◆ Stated problem
Turn every line of the material below into a numbered list, omitting any blank lines.

◆ Input records
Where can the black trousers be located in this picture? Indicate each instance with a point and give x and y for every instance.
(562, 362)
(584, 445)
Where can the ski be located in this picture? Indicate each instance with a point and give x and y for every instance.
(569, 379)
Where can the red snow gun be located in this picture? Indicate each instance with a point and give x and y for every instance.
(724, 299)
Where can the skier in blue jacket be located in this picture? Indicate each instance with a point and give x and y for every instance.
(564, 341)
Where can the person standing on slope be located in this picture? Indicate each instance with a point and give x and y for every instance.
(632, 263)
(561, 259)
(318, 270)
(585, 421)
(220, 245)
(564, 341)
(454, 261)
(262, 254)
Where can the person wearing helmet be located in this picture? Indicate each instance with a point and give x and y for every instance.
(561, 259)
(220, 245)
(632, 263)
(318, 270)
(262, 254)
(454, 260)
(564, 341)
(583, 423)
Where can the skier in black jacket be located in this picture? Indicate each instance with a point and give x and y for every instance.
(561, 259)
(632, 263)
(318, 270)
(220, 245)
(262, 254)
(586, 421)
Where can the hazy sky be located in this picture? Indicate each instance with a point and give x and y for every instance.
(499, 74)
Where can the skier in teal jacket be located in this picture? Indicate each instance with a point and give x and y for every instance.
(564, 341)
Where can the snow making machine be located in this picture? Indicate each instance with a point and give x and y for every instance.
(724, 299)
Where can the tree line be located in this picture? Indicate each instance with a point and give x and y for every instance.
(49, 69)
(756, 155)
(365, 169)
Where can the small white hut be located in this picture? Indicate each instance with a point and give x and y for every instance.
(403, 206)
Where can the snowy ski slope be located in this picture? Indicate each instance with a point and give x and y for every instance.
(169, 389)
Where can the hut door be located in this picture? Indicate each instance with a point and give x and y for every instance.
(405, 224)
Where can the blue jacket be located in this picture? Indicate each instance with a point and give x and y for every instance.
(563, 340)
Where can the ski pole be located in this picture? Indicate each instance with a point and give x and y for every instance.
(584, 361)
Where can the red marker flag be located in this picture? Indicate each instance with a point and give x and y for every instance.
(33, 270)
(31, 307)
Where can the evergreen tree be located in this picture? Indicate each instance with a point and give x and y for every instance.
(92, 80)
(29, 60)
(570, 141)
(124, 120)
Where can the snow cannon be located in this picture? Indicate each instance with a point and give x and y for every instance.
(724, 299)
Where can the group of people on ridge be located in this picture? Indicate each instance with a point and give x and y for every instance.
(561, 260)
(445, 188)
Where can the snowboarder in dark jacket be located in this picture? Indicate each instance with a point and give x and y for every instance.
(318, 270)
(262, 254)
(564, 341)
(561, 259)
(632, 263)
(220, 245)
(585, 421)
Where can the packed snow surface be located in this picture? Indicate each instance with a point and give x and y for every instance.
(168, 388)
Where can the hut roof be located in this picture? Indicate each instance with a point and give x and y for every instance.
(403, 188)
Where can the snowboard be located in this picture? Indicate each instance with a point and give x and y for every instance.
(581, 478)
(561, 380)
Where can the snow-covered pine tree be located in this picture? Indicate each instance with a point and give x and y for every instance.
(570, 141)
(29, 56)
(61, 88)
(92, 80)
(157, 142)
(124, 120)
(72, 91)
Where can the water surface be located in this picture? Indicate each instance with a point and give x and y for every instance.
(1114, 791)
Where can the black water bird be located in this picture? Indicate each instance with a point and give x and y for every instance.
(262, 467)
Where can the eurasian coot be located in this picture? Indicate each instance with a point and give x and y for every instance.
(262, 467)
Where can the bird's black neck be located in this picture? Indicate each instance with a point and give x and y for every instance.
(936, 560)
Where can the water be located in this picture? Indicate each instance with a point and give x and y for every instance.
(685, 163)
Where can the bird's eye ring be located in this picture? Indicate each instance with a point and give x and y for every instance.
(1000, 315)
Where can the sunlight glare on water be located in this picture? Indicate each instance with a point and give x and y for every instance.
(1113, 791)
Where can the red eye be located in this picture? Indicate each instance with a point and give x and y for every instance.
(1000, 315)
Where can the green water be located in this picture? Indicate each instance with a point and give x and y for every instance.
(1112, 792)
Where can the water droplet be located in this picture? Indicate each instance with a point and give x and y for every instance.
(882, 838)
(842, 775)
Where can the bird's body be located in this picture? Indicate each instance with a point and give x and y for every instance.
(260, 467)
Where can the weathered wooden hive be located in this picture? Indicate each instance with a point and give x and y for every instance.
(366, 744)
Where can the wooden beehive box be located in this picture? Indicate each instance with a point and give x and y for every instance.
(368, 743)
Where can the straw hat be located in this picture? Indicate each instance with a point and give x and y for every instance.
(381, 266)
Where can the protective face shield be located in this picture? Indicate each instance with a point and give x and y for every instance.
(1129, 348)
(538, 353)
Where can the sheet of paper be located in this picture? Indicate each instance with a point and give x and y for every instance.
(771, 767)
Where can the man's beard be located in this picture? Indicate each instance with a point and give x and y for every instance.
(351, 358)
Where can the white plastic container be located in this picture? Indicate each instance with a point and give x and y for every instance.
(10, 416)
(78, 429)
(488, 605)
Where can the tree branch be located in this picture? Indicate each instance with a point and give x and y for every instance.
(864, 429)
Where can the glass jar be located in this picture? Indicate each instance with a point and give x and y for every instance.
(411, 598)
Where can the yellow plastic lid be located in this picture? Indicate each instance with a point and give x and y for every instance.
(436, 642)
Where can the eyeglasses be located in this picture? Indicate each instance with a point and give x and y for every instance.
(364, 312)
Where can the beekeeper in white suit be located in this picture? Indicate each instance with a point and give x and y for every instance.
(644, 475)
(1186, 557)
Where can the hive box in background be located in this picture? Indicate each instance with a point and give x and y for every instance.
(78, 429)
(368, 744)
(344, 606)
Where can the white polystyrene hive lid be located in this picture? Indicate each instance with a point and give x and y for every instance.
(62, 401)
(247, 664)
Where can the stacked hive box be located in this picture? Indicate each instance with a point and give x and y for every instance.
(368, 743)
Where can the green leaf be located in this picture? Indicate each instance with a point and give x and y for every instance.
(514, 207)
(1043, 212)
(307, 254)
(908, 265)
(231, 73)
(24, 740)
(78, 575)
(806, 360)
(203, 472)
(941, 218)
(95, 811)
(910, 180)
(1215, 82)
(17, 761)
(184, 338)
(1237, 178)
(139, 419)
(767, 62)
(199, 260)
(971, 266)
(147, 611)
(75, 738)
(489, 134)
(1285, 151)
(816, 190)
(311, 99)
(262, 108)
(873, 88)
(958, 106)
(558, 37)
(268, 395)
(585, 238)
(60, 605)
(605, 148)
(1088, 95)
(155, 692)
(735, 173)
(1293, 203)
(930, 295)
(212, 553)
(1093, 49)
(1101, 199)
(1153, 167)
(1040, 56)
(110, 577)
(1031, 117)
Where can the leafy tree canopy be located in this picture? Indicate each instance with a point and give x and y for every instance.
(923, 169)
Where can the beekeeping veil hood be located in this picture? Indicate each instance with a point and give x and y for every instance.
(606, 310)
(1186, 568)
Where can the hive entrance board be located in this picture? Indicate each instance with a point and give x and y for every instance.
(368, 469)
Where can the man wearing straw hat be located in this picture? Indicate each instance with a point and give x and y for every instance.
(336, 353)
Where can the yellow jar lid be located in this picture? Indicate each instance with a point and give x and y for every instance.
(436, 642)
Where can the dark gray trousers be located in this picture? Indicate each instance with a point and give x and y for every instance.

◆ Result
1. Where can the black trousers be located in this picture? Indicate each instance with a point and give x and y for every instance.
2. (562, 362)
3. (584, 445)
4. Where can the ski be located in this picture? Indicate each instance with a point and give x and y for every instance.
5. (569, 379)
6. Where can the red snow gun be located in this picture? Indicate each instance with a point and give x and y for every instance.
7. (724, 299)
8. Where can the skier in blue jacket be located in this picture? Indicate each instance with a point and give x and y for every instance.
9. (564, 341)
10. Where can the person standing on slope be located in this picture? Indicate each instance with a point and give x and y for every instance.
11. (632, 263)
12. (561, 259)
13. (318, 270)
14. (585, 421)
15. (220, 245)
16. (564, 341)
17. (454, 261)
18. (262, 254)
19. Where can the person wearing helmet be located in this picture? Indicate each instance with a point and give x and y for every instance.
20. (561, 259)
21. (220, 245)
22. (632, 263)
23. (318, 270)
24. (262, 254)
25. (454, 260)
26. (564, 341)
27. (583, 423)
28. Where can the skier in black jacket be located in this picture? Indicate each instance with a point and give x and y for every instance.
29. (561, 259)
30. (632, 263)
31. (318, 270)
32. (220, 245)
33. (262, 254)
34. (586, 421)
35. Where can the hazy sky be located in this picture? Indicate each instance with a point and give x and y for every instance.
36. (499, 74)
37. Where can the skier in teal jacket be located in this picture? Indicate each instance with a point and give x and y for every instance.
38. (564, 341)
39. Where can the snow making machine be located in this picture? Indicate each instance with a point and give x and y for every instance.
40. (724, 299)
41. Where can the tree line be located in this picture? Indicate each instance with a point and give x and y for every instance.
42. (49, 69)
43. (756, 155)
44. (365, 169)
45. Where can the small white hut be located in this picture? Indicate each instance with a point and give x and y for every instance.
46. (403, 206)
47. Where can the snowy ski slope be located in this picture? Indicate each instance with a point and give x and y for every instance.
48. (169, 389)
49. Where can the hut door be located in this picture? Indicate each instance with a point and give x and y for every instance.
50. (405, 224)
51. Where can the blue jacket be located in this picture? Indicate each instance with a point and give x and y for every instance.
52. (563, 340)
53. Where can the ski pole be located in this picture? Indicate each instance with a point and give x and y for every instance.
54. (584, 361)
55. Where can the red marker flag be located in this picture? Indicate each instance with a point and give x and y for every instance.
56. (33, 270)
57. (31, 307)
58. Where can the evergreen tree be located in this picture? Indicate each instance with a point and give x and y for every instance.
59. (92, 80)
60. (29, 60)
61. (570, 141)
62. (124, 120)
63. Where can the snow cannon be located in this picture? Indicate each instance with a point and give x and y for every instance.
64. (724, 299)
65. Where can the group of people on ridge be located in this picture? Indicate each instance with a point and give x and y for every instance.
66. (561, 260)
67. (445, 188)
68. Where can the snowboarder in dark jacket be located in this picture? Indicate each instance with a point and give x and y for every instance.
69. (318, 270)
70. (262, 254)
71. (564, 341)
72. (561, 259)
73. (632, 263)
74. (220, 245)
75. (585, 421)
76. Where can the packed snow surface be located in this picture? Indicate each instance with a point and give x and y for every instance.
77. (168, 388)
78. Where can the hut roof be located in this picture? Indicate each instance with a point and give x and y for every instance.
79. (403, 188)
80. Where can the snowboard be located in this picture? Indicate each instance with a point and give x and y for every instance.
81. (581, 478)
82. (561, 380)
83. Where can the snow-covered pine tree be located in this picture? Indicate each instance with a point and give x and y for every instance.
84. (570, 141)
85. (29, 56)
86. (61, 88)
87. (92, 80)
88. (157, 142)
89. (124, 120)
90. (72, 91)
91. Where can the water surface be located in this picture? Indicate each instance with a point and give x and y for every instance.
92. (1114, 791)
93. Where can the black water bird be located in this picture? Indicate each instance with a point and give x and y for every instance.
94. (262, 467)
95. Where can the eurasian coot be located in this picture? Indicate each instance with a point and give x and y for every instance.
96. (262, 467)
97. Where can the bird's black neck be located in this picture? Indicate each instance with a point and give x and y for every instance.
98. (936, 560)
99. Where can the water be located in this picture? Indicate each instance with a point and give x and y for every instance.
100. (685, 163)
101. Where can the bird's eye ring be located in this picture? Indicate each instance with a point and give x and y for every instance.
102. (1000, 315)
103. Where can the sunlight glare on water be located in this picture? Indicate each instance with a point and give x and y for every instance.
104. (1113, 791)
105. Where can the red eye be located in this picture? Indicate each instance with a point and give x and y for every instance.
106. (1000, 315)
107. Where can the green water be located in this picture? Indicate each instance with a point and give x and y for every instance.
108. (1112, 792)
109. Where can the water droplet be located in this picture? Indicate each instance with a point and give x and y for every instance.
110. (882, 838)
111. (842, 775)
112. Where can the bird's body be located in this picture? Indicate each instance with a point and give x and y for every instance.
113. (260, 467)
114. Where can the weathered wooden hive be located in this picture? Indicate each instance with a point and give x and y for every instance.
115. (366, 744)
116. Where can the wooden beehive box be located in this picture? Indicate each instance with a point and give x and y for every instance.
117. (368, 743)
118. Where can the straw hat be located in this picture? Indicate each instance with a point and give x and y for every instance.
119. (381, 266)
120. Where can the protective face shield be located in this picture? Indicate each instance with a point and give x and y for every instance.
121. (1129, 348)
122. (538, 353)
123. Where can the sheet of paper be located in this picture? Indicate each instance with a point and give x and y for every instance.
124. (771, 767)
125. Where can the man's beard be located in this picture? Indicate each instance with a point and give x and y for every instance.
126. (351, 358)
127. Where can the white plastic container be located in this picture? Indicate each instance with a point and give x and y for every instance.
128. (10, 416)
129. (78, 429)
130. (488, 605)
131. Where can the tree branch be located in this picture? Indicate each instance with a point and give x and y for every instance.
132. (864, 429)
133. Where can the glass jar be located in this picture? Indicate each instance with a point and give x and y for every instance.
134. (411, 598)
135. Where can the yellow plastic lid be located in this picture? Indicate each instance with a point and give x and y for every instance.
136. (436, 642)
137. Where can the eyeglasses be located in this picture? Indicate each instance with a point and give x and y for every instance.
138. (364, 312)
139. Where can the beekeeper in white suit be located in this picture? Indicate each instance with a point and give x and y for every instance.
140. (644, 475)
141. (1186, 557)
142. Where can the hive box in background be located in this picture? Indicate each instance with a point and give x and y for every instance.
143. (78, 429)
144. (368, 744)
145. (344, 606)
146. Where can the white polystyrene hive lid be located in this picture? Indicate each instance with a point and give x and y for every instance.
147. (62, 401)
148. (247, 664)
149. Where can the stacked hive box be located in this picture? Indicate each instance with a point and give x and y for every instance.
150. (368, 743)
151. Where can the green leaf be located in this picture? Indicate each instance with a point and give x and y for every instance.
152. (514, 207)
153. (1043, 212)
154. (307, 254)
155. (908, 265)
156. (231, 73)
157. (24, 740)
158. (78, 575)
159. (806, 360)
160. (203, 472)
161. (941, 218)
162. (95, 811)
163. (910, 180)
164. (1215, 82)
165. (17, 761)
166. (184, 338)
167. (1237, 178)
168. (139, 419)
169. (767, 62)
170. (199, 260)
171. (971, 266)
172. (147, 611)
173. (75, 738)
174. (489, 134)
175. (1285, 151)
176. (816, 190)
177. (311, 99)
178. (262, 108)
179. (873, 88)
180. (958, 106)
181. (558, 37)
182. (268, 395)
183. (585, 238)
184. (60, 605)
185. (605, 148)
186. (1088, 95)
187. (155, 692)
188. (735, 173)
189. (1293, 203)
190. (930, 295)
191. (212, 553)
192. (1093, 49)
193. (1101, 199)
194. (1153, 167)
195. (1040, 56)
196. (110, 577)
197. (1031, 117)
198. Where can the leafy tree canopy be located in this picture? Indicate each instance with a point and give x and y for every instance.
199. (923, 169)
200. Where can the beekeeping veil hood be located in this picture? Indicate each instance with a point and give x and y for every instance.
201. (606, 310)
202. (1186, 568)
203. Where can the hive entrance board be located in this picture? Indicate each instance with a point and give x and y for every instance.
204. (368, 469)
205. Where can the man wearing straw hat be located in this picture? Indicate each instance with a point and give x and y for every instance.
206. (336, 353)
207. Where can the yellow jar lid be located in this picture? Indicate each instance with a point and give x and y for every instance.
208. (436, 642)
209. Where can the dark gray trousers be located in this picture? Indicate each instance with a point and give x and y for every instance.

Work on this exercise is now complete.